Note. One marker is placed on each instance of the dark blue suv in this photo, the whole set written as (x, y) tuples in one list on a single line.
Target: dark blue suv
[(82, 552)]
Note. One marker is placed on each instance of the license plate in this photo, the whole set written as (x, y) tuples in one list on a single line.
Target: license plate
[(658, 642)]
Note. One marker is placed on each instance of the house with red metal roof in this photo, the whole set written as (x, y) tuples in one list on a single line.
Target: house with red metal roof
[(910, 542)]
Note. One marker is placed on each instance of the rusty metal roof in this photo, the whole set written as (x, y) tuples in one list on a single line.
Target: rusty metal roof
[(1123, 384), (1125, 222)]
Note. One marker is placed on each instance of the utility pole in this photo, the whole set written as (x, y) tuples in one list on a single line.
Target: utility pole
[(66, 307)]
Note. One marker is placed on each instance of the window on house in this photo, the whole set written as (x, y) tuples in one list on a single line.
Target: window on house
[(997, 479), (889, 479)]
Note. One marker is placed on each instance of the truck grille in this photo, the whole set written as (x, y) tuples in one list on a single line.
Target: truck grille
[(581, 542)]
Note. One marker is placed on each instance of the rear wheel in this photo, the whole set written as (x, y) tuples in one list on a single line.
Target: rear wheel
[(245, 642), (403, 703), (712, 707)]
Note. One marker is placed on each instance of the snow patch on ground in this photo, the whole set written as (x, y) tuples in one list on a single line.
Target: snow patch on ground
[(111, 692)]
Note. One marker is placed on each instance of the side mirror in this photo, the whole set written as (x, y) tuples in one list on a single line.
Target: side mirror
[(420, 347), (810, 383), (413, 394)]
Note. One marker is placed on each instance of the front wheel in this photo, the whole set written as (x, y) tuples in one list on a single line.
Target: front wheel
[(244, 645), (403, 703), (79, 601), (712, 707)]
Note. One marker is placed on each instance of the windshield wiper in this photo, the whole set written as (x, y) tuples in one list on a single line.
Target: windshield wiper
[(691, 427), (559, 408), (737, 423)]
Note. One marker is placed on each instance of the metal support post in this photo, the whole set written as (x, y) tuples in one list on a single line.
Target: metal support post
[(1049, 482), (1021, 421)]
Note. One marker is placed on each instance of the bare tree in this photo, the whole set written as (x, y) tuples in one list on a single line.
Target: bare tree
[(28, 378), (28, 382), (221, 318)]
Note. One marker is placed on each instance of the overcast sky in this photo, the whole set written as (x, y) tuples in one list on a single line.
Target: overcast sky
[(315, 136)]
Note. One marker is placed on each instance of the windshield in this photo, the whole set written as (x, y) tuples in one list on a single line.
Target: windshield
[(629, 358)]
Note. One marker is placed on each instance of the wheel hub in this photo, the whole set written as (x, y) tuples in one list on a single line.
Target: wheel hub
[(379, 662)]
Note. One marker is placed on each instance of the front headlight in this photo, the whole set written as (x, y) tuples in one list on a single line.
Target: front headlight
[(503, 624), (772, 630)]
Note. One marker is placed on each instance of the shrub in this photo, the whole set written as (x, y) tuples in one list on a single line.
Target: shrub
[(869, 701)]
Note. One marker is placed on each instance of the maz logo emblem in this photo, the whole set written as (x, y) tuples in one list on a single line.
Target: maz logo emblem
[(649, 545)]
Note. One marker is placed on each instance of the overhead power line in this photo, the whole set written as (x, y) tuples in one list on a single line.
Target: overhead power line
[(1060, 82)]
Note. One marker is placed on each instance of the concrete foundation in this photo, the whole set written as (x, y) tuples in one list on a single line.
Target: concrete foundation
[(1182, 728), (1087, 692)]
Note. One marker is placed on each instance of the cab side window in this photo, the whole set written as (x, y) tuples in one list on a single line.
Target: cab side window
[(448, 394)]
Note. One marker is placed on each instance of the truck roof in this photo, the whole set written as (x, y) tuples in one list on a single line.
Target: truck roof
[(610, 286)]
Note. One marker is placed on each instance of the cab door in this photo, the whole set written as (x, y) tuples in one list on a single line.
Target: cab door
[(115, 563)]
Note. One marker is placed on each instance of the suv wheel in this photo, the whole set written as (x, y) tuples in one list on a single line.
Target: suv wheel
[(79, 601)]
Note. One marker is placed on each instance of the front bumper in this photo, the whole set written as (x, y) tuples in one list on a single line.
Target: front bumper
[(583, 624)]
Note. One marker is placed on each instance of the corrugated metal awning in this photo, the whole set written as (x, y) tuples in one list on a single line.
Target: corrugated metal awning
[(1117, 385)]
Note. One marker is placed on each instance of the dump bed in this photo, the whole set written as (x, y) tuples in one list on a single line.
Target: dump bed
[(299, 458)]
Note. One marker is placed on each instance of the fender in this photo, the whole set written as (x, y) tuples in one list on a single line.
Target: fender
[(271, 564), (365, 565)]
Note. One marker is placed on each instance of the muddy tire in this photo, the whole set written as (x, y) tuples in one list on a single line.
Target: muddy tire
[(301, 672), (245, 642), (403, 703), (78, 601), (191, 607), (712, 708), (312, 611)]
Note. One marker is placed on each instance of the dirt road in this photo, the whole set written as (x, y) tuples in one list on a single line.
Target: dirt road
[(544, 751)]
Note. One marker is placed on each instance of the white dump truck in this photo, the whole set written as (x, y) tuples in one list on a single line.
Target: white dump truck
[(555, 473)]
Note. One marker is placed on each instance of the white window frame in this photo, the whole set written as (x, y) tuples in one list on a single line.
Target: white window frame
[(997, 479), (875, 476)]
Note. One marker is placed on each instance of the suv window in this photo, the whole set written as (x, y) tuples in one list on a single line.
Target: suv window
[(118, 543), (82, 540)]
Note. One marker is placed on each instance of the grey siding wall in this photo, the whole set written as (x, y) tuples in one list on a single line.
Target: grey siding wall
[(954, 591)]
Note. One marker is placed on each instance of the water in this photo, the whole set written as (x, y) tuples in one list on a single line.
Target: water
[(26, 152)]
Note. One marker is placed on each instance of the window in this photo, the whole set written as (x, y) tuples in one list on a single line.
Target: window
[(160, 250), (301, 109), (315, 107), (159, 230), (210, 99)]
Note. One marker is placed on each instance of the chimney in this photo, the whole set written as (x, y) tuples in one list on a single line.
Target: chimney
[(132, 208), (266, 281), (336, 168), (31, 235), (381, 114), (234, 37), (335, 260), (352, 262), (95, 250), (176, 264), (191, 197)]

════════

Convert all of the data above into a numbered list with one line per entry, and leave out any blank lines.

1. Note. One marker is placed on each instance of the dark blue suv in this photo, the whole set written as (x, y) tuples in one list on a single line.
2. Target: dark blue suv
3. [(82, 552)]
4. Note. One marker is placed on each instance of the license plate in this photo, the whole set written as (x, y) tuples in one list on a single line.
5. Target: license plate
6. [(658, 642)]
7. Note. One marker is placed on each instance of the house with red metal roof in this photo, the whole set written as (x, y) tuples in one list on a single line.
8. Target: house with red metal roof
9. [(910, 542)]
10. Note. One marker is placed on each instance of the rusty metal roof in this photo, the whole set written as (x, y) tuples in one list on a single line.
11. Target: rusty metal roof
12. [(1123, 384), (1125, 222)]
13. Note. One marker is placed on each instance of the utility pole in this photo, the whole set written as (x, y) tuples in one list on a single line.
14. Target: utility pole
15. [(66, 307)]
16. Note. One marker is placed on each instance of the window on house in this photo, the whole set written as (x, y) tuples in one list on a single line.
17. Target: window on house
18. [(997, 479), (889, 479)]
19. Note. One marker is placed on each instance of the truck grille in this photo, the whole set written as (x, y) tuples in one list on a single line.
20. Target: truck grille
21. [(581, 542)]
22. Note. One marker is placed on each instance of the rear wheel in this photo, the whole set written as (x, y) tuples in one list on a single line.
23. Target: rear wheel
24. [(245, 642), (403, 703), (712, 707)]
25. Note. One marker is placed on each instance of the snow patch on ground in this photo, the whole set written as (x, y) tuples in one list on a single line.
26. Target: snow patch on ground
27. [(111, 692)]
28. Note. One marker is placed on each instance of the side mirror in this photo, the whole set written as (x, y) tuples in one list on a single line.
29. Target: side mirror
30. [(420, 347), (810, 383), (413, 394)]
31. Note. One marker is placed on each instance of the front wheel in this photo, the whole set written as (x, y) tuples in one list on a single line.
32. Target: front wheel
33. [(244, 645), (403, 703), (79, 601), (712, 707)]
34. Note. One marker is placed on each instance of the windshield wiper in this photo, the whole set written as (x, y) tuples in one list on a single line.
35. Target: windshield wiper
36. [(691, 427), (559, 408), (737, 423)]
37. Note. One marker is placed on each instance of the metal support post in this photo, the whole set written as (x, y) tuples in one list on a single line.
38. Target: metal support post
39. [(1049, 482), (1021, 421)]
40. Note. One marker is placed on each instance of the bare tree in this photo, the whole set written as (x, y) tuples in one list on a single line.
41. Target: bare tree
42. [(28, 378), (28, 382), (221, 318)]
43. Note. One marker is placed on each instance of the overcast sky in this photo, the whole set written as (x, y) tuples in one list on a single line.
44. Target: overcast sky
45. [(315, 136)]
46. Note. One marker is placed on each instance of the windshield in this photo, the whole set written as (x, y) tuples in one list on a single line.
47. Target: windshield
48. [(629, 358)]
49. Note. One marker is placed on each instance of the wheel hub in this photo, the whole set written as (x, y) tuples in one list on a single line.
50. Target: wheel hub
51. [(379, 662)]
52. Note. One marker is placed on each instance of the front headlight in this photo, the whole set written as (x, y) tuples in one list on a single line.
53. Target: front headlight
54. [(503, 624), (772, 630)]
55. Note. One marker is placed on each instance of the shrub in this photo, the whole set written as (x, y) tuples in one list on a single line.
56. Target: shrub
57. [(869, 701)]
58. Note. One marker is placed on each instance of the maz logo emblem in this photo, the whole set written as (x, y) tuples in one list on a single line.
59. Target: maz logo emblem
60. [(649, 545)]
61. Note. One marker is placed on each instance of the overhead power line in this photo, the whole set written as (x, y) tuples in one list on a single line.
62. Target: overhead power line
63. [(1060, 82)]
64. Note. One marker is placed on each instance of the concrete foundation in this photo, the whole set written as (x, y) tuples in one list on a single line.
65. Target: concrete foundation
66. [(1182, 728), (1087, 692)]
67. Note. One marker is placed on each instance of the cab side window in this photo, the whole set written as (x, y) tuples in one list on a single line.
68. Target: cab side window
69. [(448, 394)]
70. Note. One marker is placed on each instance of the truck roof in this photo, the whole set written as (x, y) tuples in one list on a single line.
71. Target: truck roof
72. [(610, 286)]
73. Note. One marker is placed on each instance of the cab door in this photo, the whole set written as (x, y) tuples in one list on a single line.
74. Target: cab door
75. [(115, 563)]
76. Note. One marker is placed on each instance of the suv wheel in this photo, the whole set written as (x, y) tuples in one list on a single line.
77. Target: suv wheel
78. [(79, 601)]
79. Note. One marker is placed on each instance of the front bumper in this photo, the whole set written as (x, y) tuples in one list on a single line.
80. Target: front bumper
81. [(583, 624)]
82. Note. One marker is placed on each instance of the corrugated metal awning in this photo, the whole set written as (x, y) tuples in one list on a single line.
83. Target: corrugated metal awning
84. [(1117, 385)]
85. Note. One marker is placed on each instance of the dump bed in this photo, the whole set written as (x, y) tuples in one list on a single line.
86. Target: dump bed
87. [(299, 458)]
88. Note. One marker is placed on each instance of the fender in this photo, the whole set written as (x, y) tuples in one list on a single line.
89. Target: fender
90. [(271, 564), (365, 565)]
91. Note. One marker is placed on each instance of the muddy tire in this photo, the whole set written as (x, y) tuples in one list on a single line.
92. Target: muddy tire
93. [(301, 672), (245, 642), (403, 703), (78, 601), (191, 607), (712, 708), (312, 611)]
94. Note. One marker is placed on each instance of the dirt road in this photo, the whole set written as (x, y) tuples in one list on a single line.
95. Target: dirt road
96. [(544, 751)]
97. Note. One marker is placed on each instance of the white dump truck in this photo, the whole set written as (x, y) tuples in one list on a single line.
98. Target: white dump truck
99. [(555, 473)]
100. Note. One marker is placed on each instance of the white window frame in this photo, the whole set written as (x, y) tuples in one list on a single line.
101. Target: white window frame
102. [(997, 479), (875, 476)]
103. Note. One marker is placed on each instance of the suv window in this photo, the whole set written as (x, y) tuples in one list on a single line.
104. Target: suv window
105. [(118, 543), (82, 540)]
106. Note. One marker is placed on each instance of the grey siding wall in this photo, the whole set written as (x, y) tuples in one list on a single line.
107. Target: grey siding wall
108. [(954, 591)]
109. Note. One marker is placed on each instance of the water in this photo, the whole set written as (x, y) tuples in one list on a single line.
110. Target: water
111. [(26, 152)]
112. Note. One marker is placed on each instance of the window in this photo, the whole set written as (x, y) tuples in one list on a single line.
113. Target: window
114. [(160, 250), (301, 109), (315, 107), (159, 230), (210, 99)]
115. Note. One marker is placed on each instance of the chimney in this photo, the whole set written as (x, y) tuples in one list on a single line.
116. Target: chimney
117. [(132, 208), (266, 281), (336, 168), (31, 235), (381, 114), (234, 37), (335, 260), (352, 262), (95, 250), (176, 264), (191, 197)]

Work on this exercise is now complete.